What you will do ▸
In the records below, find the lines that include the string "item" and report how many there are, nothing else.

Collected data entries:
▼

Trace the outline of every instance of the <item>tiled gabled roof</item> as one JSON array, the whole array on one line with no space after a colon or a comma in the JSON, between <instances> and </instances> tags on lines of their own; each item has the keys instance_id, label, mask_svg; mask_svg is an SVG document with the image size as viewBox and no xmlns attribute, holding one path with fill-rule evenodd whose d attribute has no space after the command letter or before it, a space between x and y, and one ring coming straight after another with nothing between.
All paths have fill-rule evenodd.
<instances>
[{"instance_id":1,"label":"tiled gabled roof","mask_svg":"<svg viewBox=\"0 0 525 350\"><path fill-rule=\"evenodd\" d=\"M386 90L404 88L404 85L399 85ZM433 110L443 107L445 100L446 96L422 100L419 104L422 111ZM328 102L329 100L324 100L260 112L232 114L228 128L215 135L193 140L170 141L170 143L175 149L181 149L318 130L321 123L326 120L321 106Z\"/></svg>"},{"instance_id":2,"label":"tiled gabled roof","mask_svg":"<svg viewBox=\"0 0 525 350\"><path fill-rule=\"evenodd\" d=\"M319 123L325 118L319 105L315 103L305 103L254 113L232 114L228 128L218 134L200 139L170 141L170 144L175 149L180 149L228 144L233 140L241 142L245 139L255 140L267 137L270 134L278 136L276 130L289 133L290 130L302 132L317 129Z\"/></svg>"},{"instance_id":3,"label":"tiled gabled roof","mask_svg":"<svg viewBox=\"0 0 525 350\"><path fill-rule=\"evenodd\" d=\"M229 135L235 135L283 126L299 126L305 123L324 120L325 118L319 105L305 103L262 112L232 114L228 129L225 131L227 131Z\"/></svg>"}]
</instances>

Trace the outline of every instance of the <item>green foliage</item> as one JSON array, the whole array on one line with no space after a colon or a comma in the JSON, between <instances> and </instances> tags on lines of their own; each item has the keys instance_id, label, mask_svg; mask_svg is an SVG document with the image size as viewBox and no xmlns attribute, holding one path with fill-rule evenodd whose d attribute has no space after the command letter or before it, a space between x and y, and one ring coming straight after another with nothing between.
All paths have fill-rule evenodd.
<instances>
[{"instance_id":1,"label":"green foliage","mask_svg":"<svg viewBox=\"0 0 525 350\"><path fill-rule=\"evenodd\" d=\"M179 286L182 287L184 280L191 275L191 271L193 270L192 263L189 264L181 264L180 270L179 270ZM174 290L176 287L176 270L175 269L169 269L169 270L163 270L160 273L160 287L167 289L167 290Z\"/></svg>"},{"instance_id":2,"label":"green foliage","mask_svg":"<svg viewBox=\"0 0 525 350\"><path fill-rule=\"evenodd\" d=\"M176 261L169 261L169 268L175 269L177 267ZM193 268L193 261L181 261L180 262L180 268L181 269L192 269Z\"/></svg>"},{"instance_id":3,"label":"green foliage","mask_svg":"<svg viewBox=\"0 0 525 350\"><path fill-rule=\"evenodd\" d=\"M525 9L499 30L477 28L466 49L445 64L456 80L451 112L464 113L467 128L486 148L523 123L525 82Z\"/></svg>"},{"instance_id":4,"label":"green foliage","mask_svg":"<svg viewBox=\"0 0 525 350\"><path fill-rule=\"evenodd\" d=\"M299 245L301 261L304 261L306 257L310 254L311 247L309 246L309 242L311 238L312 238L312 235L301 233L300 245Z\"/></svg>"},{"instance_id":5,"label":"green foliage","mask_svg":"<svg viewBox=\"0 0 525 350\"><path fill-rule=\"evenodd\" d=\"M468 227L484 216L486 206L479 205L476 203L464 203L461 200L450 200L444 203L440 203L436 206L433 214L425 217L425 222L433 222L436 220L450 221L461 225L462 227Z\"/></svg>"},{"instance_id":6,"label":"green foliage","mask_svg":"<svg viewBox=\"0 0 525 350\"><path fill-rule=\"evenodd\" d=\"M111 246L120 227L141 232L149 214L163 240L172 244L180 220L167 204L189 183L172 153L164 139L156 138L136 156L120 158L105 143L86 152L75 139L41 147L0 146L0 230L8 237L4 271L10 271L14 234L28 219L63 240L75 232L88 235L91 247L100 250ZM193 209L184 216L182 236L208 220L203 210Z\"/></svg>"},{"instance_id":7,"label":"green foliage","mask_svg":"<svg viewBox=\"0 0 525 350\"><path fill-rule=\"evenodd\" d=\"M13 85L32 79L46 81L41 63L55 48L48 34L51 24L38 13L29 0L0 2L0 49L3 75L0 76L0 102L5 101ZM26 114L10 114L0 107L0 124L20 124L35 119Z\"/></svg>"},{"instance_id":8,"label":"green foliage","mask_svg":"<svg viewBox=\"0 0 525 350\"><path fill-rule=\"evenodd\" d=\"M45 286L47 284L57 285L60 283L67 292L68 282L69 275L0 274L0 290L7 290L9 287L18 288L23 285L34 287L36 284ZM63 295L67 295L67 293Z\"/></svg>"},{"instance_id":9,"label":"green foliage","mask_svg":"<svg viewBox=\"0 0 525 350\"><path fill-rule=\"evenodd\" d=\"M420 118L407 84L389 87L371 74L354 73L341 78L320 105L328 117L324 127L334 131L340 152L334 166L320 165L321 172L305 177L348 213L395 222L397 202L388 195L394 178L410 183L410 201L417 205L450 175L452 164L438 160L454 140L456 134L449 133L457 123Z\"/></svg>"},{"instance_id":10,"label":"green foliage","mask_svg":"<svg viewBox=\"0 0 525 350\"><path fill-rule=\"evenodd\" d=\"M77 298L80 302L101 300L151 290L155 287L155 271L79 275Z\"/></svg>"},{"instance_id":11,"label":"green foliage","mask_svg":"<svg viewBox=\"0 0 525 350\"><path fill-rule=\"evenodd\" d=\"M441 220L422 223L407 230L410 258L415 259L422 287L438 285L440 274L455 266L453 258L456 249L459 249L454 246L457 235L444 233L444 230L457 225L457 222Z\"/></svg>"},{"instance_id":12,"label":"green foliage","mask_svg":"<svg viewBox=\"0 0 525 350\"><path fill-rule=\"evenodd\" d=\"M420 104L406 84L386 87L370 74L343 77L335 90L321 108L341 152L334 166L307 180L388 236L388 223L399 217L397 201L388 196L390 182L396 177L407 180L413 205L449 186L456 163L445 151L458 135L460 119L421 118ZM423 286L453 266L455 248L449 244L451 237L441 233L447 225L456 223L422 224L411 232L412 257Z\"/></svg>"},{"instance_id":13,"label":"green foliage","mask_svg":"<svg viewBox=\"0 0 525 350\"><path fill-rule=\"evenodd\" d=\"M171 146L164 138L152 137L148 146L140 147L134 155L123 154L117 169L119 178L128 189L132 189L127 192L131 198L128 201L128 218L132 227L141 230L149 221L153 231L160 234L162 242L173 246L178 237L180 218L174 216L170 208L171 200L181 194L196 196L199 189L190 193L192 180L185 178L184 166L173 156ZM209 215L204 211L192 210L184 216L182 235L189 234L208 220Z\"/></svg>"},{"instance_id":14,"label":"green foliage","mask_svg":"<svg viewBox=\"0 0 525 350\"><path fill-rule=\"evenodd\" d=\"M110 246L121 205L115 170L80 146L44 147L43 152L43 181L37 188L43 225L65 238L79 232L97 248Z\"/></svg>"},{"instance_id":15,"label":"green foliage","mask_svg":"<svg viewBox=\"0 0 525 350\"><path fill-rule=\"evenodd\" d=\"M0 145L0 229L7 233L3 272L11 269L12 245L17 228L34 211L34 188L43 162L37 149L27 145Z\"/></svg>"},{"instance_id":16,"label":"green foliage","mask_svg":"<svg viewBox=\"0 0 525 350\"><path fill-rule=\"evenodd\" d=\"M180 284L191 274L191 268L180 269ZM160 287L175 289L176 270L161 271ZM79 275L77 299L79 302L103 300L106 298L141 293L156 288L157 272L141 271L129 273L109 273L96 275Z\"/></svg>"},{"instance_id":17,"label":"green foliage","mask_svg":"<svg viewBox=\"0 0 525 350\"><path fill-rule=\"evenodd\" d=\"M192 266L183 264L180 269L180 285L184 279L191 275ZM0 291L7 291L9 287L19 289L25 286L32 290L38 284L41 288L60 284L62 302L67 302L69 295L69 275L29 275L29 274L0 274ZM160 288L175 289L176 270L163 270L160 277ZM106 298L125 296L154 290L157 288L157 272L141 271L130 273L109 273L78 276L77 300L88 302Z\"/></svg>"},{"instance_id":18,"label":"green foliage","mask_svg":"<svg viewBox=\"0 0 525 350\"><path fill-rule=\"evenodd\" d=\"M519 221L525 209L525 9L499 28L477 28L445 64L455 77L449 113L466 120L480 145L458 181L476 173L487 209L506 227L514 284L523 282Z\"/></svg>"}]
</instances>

▲

Answer section ▸
2